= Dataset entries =
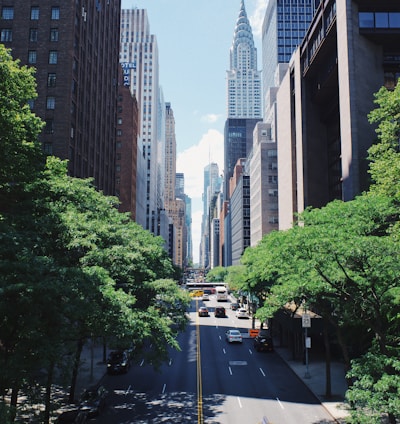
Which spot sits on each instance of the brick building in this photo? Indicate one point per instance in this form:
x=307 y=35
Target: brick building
x=74 y=46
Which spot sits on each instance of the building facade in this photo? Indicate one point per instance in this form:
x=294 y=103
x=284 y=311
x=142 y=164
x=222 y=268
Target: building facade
x=74 y=47
x=284 y=26
x=239 y=212
x=243 y=77
x=126 y=168
x=139 y=50
x=322 y=149
x=263 y=170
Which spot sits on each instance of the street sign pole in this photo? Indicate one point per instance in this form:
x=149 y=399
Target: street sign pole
x=306 y=321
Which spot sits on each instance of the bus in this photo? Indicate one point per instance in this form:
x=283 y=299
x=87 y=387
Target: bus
x=204 y=286
x=222 y=293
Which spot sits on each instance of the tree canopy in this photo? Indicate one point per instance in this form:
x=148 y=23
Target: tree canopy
x=71 y=266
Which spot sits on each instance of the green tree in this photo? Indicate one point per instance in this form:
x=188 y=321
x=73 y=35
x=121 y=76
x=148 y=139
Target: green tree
x=20 y=152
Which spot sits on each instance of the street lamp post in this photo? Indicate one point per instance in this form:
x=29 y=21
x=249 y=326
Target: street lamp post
x=306 y=323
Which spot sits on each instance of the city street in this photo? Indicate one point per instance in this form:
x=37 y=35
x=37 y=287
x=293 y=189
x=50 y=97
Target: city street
x=212 y=381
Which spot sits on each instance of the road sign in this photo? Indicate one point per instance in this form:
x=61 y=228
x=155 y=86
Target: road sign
x=306 y=321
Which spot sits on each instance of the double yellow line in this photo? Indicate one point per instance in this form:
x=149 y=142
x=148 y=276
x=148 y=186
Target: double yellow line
x=200 y=418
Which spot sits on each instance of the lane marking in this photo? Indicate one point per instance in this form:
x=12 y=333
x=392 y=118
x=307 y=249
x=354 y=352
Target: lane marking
x=200 y=418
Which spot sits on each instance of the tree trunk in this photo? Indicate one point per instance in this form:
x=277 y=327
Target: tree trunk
x=345 y=353
x=47 y=401
x=13 y=403
x=328 y=384
x=75 y=370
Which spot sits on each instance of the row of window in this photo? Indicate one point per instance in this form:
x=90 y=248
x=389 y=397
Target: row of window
x=6 y=35
x=7 y=13
x=379 y=19
x=52 y=59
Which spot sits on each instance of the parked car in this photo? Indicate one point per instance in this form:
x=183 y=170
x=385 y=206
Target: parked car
x=242 y=313
x=234 y=306
x=263 y=342
x=118 y=362
x=203 y=311
x=233 y=336
x=72 y=416
x=93 y=400
x=220 y=312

= Task goal =
Taking the entries above, write out exactly each line from the one holding "Which spot sits on each instance of the tree trunk" to the one holding "x=389 y=397", both included, and stop there.

= Result of the exercise =
Which spot sits on each instance of the tree trunk in this photo? Indicate one point per instance in this form:
x=277 y=327
Target: tree trunk
x=345 y=353
x=47 y=401
x=13 y=403
x=328 y=384
x=75 y=370
Which spot sits on each instance of the row of window in this photo? Indicate one point per instance in this form:
x=90 y=248
x=389 y=397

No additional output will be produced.